Extract to read:
============================================================

Liberation theology is a curious theology to advance in support of calling Jesus a socialist (and yes, I agree with others who find this statement very ignorant), seeing as how JPll has suppressed it.

That Catholicism promotes a “preferential option for the poor”, as you call it, is very true. However, methods used to alleviate poverty should be judged by their results, and socialism has, unfortunately, done the damage that Leo Xlll predicted it would. Distributism, the economic system advanced by Chesterton, Belloc, etc. (and nicely illustrated by Tolkien in the Shire) would be more in line with Catholic social teaching.

However, I think that assigning Jesus a particular place on the political scale is undesirable and ultimately impossible.
 
First off, the quote from Revelation is totally inappropriate in this conversation. We’re not talking about the ferocity of one’s faith, we’re talking about whether Jesus Himself would be at one extreme or another.

Your friend, if taking the position that Jesus was a centrist, would probably be close to the truth. Throughout the Gospels we see Jesus going against established social norms and traditions in order to reach out to people in need. The healing of people on the Sabbath was unheard of, yet He did it. Lepers were “untouchable”, yet Jesus touched them. Samaritans were despised by the Jews. Yet Jesus uses the Samaritan woman as an example of a good neighbor.

In another passage, Jesus goes into the temple to find money changers there. This was completely acceptable in its day. It was the norm of the Jewish faith. Yet Jesus was both insulted and angry about it…in fact, I think it’s the only point where we see Jesus lose his temper. He wasn’t happy that anyone would take liberties in His Father’s home. In modern day legalese, it would be somewhere between disturbing the peace and assault & battery.

He admonished people against wearing their religion on their sleeves and told us to humble ourselves. That’s hardly an extremist position. He admonished Sadducees and Pharisees, to the point that pharisee is now a perjorative term.

============================================================

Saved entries
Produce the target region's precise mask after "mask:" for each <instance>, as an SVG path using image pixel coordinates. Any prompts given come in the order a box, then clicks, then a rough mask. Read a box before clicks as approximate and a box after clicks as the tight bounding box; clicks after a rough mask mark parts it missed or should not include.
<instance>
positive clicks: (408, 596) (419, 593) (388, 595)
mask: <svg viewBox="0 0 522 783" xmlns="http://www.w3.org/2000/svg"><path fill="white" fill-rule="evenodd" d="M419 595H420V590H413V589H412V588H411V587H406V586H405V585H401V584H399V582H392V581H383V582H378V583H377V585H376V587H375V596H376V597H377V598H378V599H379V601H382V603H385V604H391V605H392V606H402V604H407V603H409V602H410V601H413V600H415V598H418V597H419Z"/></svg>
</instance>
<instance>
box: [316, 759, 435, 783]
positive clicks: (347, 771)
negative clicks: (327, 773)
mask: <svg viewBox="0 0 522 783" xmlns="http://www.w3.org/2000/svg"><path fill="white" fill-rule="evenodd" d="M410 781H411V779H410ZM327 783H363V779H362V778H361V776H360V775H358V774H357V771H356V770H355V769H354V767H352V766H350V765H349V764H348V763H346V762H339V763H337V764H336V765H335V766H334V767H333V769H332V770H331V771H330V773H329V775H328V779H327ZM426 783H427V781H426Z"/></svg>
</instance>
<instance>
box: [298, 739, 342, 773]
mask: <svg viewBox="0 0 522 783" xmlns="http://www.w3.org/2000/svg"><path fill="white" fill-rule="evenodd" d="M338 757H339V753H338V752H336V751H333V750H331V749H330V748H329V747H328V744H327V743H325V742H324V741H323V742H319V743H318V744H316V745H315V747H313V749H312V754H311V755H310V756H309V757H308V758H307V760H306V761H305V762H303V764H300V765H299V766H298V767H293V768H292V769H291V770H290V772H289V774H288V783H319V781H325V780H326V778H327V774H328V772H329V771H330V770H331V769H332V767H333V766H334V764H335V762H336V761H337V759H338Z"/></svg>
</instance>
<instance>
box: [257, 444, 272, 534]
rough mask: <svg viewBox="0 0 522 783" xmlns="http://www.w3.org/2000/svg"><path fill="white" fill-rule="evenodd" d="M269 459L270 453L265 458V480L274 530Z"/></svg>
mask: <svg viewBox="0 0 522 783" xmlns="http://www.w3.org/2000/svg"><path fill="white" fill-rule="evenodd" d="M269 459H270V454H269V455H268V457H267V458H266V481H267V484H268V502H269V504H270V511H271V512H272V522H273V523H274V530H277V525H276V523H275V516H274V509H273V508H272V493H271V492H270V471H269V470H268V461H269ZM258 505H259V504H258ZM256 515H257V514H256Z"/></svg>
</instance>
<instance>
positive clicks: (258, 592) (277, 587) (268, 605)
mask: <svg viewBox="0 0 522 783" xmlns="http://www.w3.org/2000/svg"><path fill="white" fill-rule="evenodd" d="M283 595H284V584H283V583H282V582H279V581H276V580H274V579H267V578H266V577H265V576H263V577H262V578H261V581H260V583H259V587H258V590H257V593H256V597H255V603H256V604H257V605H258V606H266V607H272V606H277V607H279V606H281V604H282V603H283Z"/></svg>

============================================================

What you will do:
**A.** In the comment on Jesus and politics, which economic system is said to be more in line with Catholic social teaching?
**B.** Please translate this sentence from the comment on Jesus and politics into Spanish: "Lepers were “untouchable”, yet Jesus touched them."
**C.** Do these statements agree with the comment on Jesus and politics? (i) Placing Jesus on the political scale is ultimately impossible. (ii) Money changers in the temple were unacceptable in their day. (iii) The quote from Revelation fits this conversation.

Answers provided:
**A.** Distributism, the economic system advanced by Chesterton, Belloc, and others.

**B.** Los leprosos eran «intocables», pero Jesús los tocó.

**C.**
(i) Yes: "assigning Jesus a particular place on the political scale is undesirable and ultimately impossible."
(ii) No: "This was completely acceptable in its day."
(iii) No: "the quote from Revelation is totally inappropriate in this conversation."